RECORDS SHOWN:
—————
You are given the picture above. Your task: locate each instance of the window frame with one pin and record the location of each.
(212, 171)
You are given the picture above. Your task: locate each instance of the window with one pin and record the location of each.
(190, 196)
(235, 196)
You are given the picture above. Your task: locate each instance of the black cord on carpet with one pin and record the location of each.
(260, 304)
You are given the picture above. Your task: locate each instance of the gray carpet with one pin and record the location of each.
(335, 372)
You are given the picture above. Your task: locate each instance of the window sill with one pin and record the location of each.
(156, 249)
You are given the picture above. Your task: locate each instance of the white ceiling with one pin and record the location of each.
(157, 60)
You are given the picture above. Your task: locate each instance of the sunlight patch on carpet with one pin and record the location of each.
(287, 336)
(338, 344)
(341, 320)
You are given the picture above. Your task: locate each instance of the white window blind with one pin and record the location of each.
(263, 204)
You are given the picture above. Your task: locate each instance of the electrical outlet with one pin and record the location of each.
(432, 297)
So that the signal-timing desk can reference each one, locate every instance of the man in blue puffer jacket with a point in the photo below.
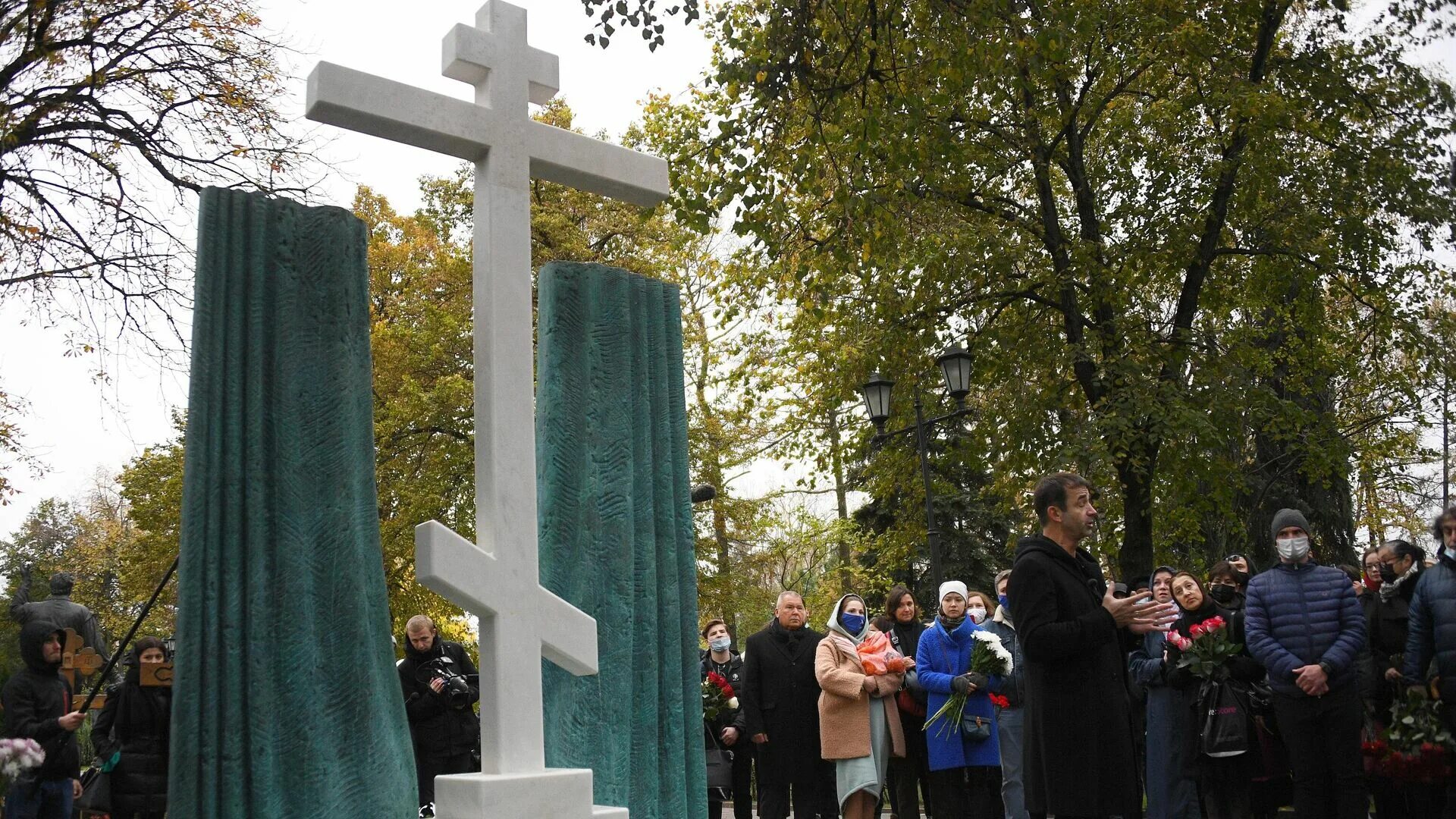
(1433, 632)
(1304, 623)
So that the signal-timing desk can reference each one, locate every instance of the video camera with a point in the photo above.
(456, 686)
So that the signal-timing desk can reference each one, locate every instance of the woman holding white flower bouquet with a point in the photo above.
(858, 729)
(960, 664)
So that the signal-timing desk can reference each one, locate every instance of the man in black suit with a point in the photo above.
(781, 704)
(1079, 755)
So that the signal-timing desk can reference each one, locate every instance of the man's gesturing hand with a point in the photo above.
(1139, 613)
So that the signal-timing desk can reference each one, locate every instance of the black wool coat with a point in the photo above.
(1079, 758)
(781, 700)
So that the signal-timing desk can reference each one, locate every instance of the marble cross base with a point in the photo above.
(560, 793)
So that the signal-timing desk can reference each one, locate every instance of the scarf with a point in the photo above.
(1389, 589)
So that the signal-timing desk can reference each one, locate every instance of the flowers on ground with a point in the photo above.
(1416, 748)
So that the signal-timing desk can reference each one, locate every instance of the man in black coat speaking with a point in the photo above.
(781, 708)
(441, 714)
(1079, 760)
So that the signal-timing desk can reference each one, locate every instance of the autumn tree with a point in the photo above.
(112, 110)
(1133, 213)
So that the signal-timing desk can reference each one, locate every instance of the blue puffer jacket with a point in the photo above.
(1433, 624)
(1299, 615)
(940, 659)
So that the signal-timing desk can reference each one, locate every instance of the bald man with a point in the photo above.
(444, 729)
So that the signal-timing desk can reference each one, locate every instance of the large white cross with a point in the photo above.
(500, 579)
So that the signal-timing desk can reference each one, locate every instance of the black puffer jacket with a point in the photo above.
(36, 698)
(137, 722)
(438, 729)
(733, 672)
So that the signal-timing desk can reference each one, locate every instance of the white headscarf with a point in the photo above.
(839, 629)
(954, 586)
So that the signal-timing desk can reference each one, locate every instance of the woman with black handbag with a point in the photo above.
(133, 727)
(1225, 783)
(724, 732)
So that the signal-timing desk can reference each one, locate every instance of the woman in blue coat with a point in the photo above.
(965, 776)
—————
WHAT IS EXPECTED: Everything in the records above must be restated verbatim, save for the pictures.

TASK RESULT:
You are given the picture above. Your task: locate each instance of the window frame with one pin and record the location of each.
(212, 171)
You are given the picture above. Your task: locate each instance of the window with one pin and record the location of each.
(190, 196)
(235, 196)
You are given the picture above. Your task: locate each instance of the black cord on carpet with one pin and record the location of each.
(260, 304)
You are given the picture above. Your task: locate each instance of the gray carpet with one pin and record the location of each.
(335, 372)
You are given the picture above. Your task: locate each instance of the window sill with one pin and record the location of each.
(156, 249)
You are given the picture above. Your task: locate each instance of the white ceiling with one pin and record the location of each.
(157, 60)
You are given the picture above. Your task: locate each instance of the sunlight patch on carpet with one pin and record the location of each.
(287, 336)
(338, 344)
(341, 320)
You are given the picture above. Your task: locate each instance of the white window blind with one pin and record the location of each.
(263, 204)
You are given the picture above. Your task: locate each instance of the electrical outlet with one pin and record the location of each.
(432, 297)
So that the signal-timing desk can reference each one, locate every instance of the man in blue puffer jacket with a point in the photo below.
(1433, 632)
(1304, 623)
So that the signal-timing desk can reference each one, locate every instance of the video camera with a point in the photo above.
(456, 686)
So that the signal-timing desk can reference each one, locate every instance of the woman holding white flower bouquet with a point in the photo above.
(858, 729)
(960, 664)
So that the signal-timing desk can reference each one, locate every instance of the man in black suit with a point in the photo above.
(781, 704)
(1079, 755)
So that the signal-timing desk can reference each one, locate every instance of the man's gesturing hand with a point in the photo above.
(1139, 613)
So that the signal-timing desk can reference each one, locate every instance of the black wool coat with a point in the photo above.
(1079, 758)
(781, 700)
So that the signal-timing desk can reference each one, locate every instance of the marble cross base with a point in the photo above.
(560, 793)
So that the signal-timing desk can reference each one, locate every instance of the scarf with a point in the photo above.
(1389, 589)
So that the signal-timing desk can reference each one, locate every instance of the flowers on ground with a point in the photo above.
(1416, 748)
So that the signal-timing desk can reference each one, locate every instance of the man in black coat speaking with a point in the photo above.
(781, 708)
(441, 714)
(1079, 760)
So that the signal-timing desk can reference each one, locate every instance of the autumn tree with a point in the photo above.
(112, 110)
(1133, 213)
So that the signal-timing desk can reference each one, locate every instance of the blue puffer jacket with a point in the photo above.
(1433, 624)
(1299, 615)
(940, 659)
So that the signal-timing desk can reference each one, locate every instance of the bald man with a point in the photo above.
(444, 729)
So that the signal-timing desk can reference each one, locate every instance of the large white cross with a point in the photo above.
(500, 579)
So that the signal-timing desk can reference each one, locate every instance of the black puffer jacket with a point in the photo above.
(36, 698)
(137, 722)
(438, 729)
(733, 672)
So that the signal-timing desk can reference each one, locate every instance of the white headscarf with a point in the photo above.
(839, 629)
(954, 586)
So that the signal-timing desk can reference each one, locate every instance of the woman with black handbag with a point in the photo above.
(133, 727)
(1225, 783)
(724, 732)
So that the signal-timing desk can reference each one, locate every instance of the woman in blue coat with a point in the photo above.
(965, 776)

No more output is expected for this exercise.